--- YOUR GOAL ---
Continue the text on living with multiple sclerosis from the point where it stops.

--- TEXT ---

=====

This week is National MS Awareness Week, and as someone with multiple sclerosis, I urge you to join me in recognizing it.
For 25 years, I worked as a photojournalist. I climbed mountains, walked foreign streets for hours, even visited war zones, secure in the knowledge my body would be up to the task.
Then in 2006, I was diagnosed with multiple sclerosis. Now I can't even commit to a lunch date without worrying I might not feel well enough to attend.
Though I'm luckier than many, my globe-trotting lifestyle is a thing of the past. I can't shoulder the weight of a camera bag. My eyes tire easily, sometimes refusing to focus, or seeing two when I know there's only one.
I wake up each morning with pain that starts out being simply annoying but by evening I can barely stand or hold up my own head.
Multiple sclerosis is a chronic, often disabling disease that afflicts more than 2.3 million people worldwide. An attack against the central nervous system damages the myelin (the fatty substance that surrounds and protects the nerve fibers). This damaged myelin forms scar tissue (sclerosis), which gives the disease its name. When any part of the myelin sheath is damaged or destroyed, nerve impulses traveling to and from the brain and spinal cord are distorted or interrupted, producing a variety of symptoms.
The most common include vertigo, visual disturbances, chronic fatigue, muscle weakness and pain, difficulty in walking, and cognitive dysfunction.
Multiple sclerosis is a wily, bewildering affliction. We don't know its cause, and we don't have a cure. But finding that cause is an important step in stopping the disease.
To that end, research steadily marches on. Several factors suggest that an infectious agent may be involved in triggering multiple sclerosis, and just this month a team of researchers at Weill Cornell Medical College in New York City identified a toxin that they suggest may be just that trigger: Epsilon toxin, which is produced by a specific strain of bacteria (Clostridium Perfringens).

=====

--- Items stored from a collection ---

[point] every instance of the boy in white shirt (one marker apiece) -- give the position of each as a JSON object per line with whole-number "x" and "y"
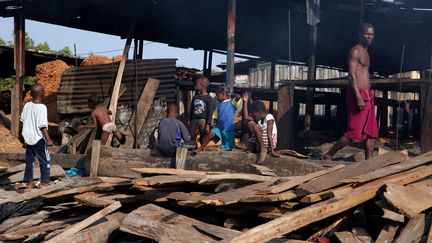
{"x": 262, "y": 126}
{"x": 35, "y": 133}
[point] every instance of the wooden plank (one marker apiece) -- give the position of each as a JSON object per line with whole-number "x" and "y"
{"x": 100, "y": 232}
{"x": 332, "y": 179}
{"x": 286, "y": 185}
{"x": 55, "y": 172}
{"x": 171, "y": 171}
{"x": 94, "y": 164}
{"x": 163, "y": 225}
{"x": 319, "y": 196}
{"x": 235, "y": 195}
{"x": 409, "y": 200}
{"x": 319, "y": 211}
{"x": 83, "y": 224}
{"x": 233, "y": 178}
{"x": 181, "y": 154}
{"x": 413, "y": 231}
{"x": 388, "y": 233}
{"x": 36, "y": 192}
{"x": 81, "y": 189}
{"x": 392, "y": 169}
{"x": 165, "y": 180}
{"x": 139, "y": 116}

=====

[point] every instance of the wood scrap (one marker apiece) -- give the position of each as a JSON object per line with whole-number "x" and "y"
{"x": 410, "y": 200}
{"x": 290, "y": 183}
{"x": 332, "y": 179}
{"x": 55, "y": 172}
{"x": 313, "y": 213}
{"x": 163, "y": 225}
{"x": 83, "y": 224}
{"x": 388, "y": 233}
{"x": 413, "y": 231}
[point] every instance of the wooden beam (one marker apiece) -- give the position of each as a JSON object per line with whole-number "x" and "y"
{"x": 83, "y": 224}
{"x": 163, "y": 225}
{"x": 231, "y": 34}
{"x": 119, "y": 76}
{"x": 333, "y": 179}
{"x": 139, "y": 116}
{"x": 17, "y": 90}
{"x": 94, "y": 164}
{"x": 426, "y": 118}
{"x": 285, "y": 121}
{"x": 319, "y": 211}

=====

--- THE ANSWER ---
Whatever the cause may be, one thing afflicts each one of us with multiple sclerosis: As connections inside us break down, so do the connections between ourselves and the world outside.
As my disease progressed, I found myself missing the frequent openings, art events and gatherings that used to connect me to my world. But I adapted.
When I couldn't ride my bicycle or walk more than a couple of blocks, I bought a 50cc scooter that I call my mobility device. Driving my scooter gives me a semblance of independence. I feel like I'm taking my disability into my own hands, taking back at least a little bit of the control I feel slipping through my fingers.
Perhaps you know someone with multiple sclerosis, or you've heard about a friend of a friend, or a distant cousin, with the disease.
During National MS Awareness Week, please be aware of the person whose wheelchair you just made room for out on the sidewalk, or the one whose walker got in your way as you tried to race out of the subway.
Try making a connection. It just might make your day -- and our week.